AUSTIN, Texas: The National Rifle Association announced Friday it has filed for bankruptcy protection and will seek to incorporate the nation’s most politically influential gun-rights group in Texas instead of New York.
The announcement came months after New York’s attorney general sued the organization over claims that top executives illegally diverted tens of millions of dollars for lavish personal trips, no-show contracts for associates and other questionable expenditures.
The coronavirus pandemic has also upended the NRA, which last year laid off dozens of employees. The group canceled its national convention and scuttled fundraising. The NRA’s bankruptcy filing listed between $100 million and $500 million in assets and between $100 million and $500 million in liabilities. Still, the NRA claimed in announcing the move that the organization was “in its strongest financial condition in years.”
The NRA filed for Chapter 11 bankruptcy in federal court in Dallas and said it planned to incorporate in Texas, where records show it formed a limited liability corporation, Sea Girt LLC, in November 2020. Sea Girt LLC made a separate bankruptcy filing Friday, listing fewer than $100,000 in liabilities.
In its filing, the NRA said its longtime leader, Executive Vice President Wayne LaPierre, made the decision to file for bankruptcy protection in consultation with a “special litigation committee” comprised of three NRA officials that was formed in September to oversee its legal strategies. The NRA board voted Jan. 7 to clarify LaPierre’s employment agreement, giving him the power to “reorganize or restructure the affairs” of the organization.

National Rifle Association executive Wayne LaPierre and other officials of the gun lobby are facing charges of diverting the gun lobby's money for lavish personal expenses. (AFP file photo)

“The move will enable long-term, sustainable growth and ensure the NRA’s continued success as the nation’s leading advocate for constitutional freedom – free from the toxic political environment of New York,” the NRA said in a statement.
A message seeking comment was left with a Dallas lawyer who made the bankruptcy filings on behalf of the NRA and Sea Girt LLC.
Shortly after the announcement, New York Attorney General Letitia James said she would not allow the NRA to “evade accountability” or oversight. Her office’s lawsuit last year highlighted misspending and self-dealing claims that have roiled the NRA and LaPierre in recent years— from hair and makeup for his wife to a $17 million post-employment contract for himself.
“The NRA’s claimed financial status has finally met its moral status: bankrupt,” James said.
The gun-rights group boasts about 5 million members. Though headquartered in Virginia, the NRA was chartered as a nonprofit in New York in 1871 and is incorporated in the state. Going forward, the NRA said a committee will study opportunities to relocate segments of its operations to Texas and elsewhere.

Dataset excerpts:
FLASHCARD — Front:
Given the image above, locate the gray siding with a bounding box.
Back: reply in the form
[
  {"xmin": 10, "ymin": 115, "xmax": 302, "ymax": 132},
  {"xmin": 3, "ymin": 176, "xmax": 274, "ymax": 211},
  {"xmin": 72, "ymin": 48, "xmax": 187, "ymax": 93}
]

ASSIGNMENT: Please copy the NRA bankruptcy article from "The announcement came" up to and including "other questionable expenditures.", and substitute "senior leaders" for "top executives".

REPLY TO THE EXERCISE:
The announcement came months after New York’s attorney general sued the organization over claims that senior leaders illegally diverted tens of millions of dollars for lavish personal trips, no-show contracts for associates and other questionable expenditures.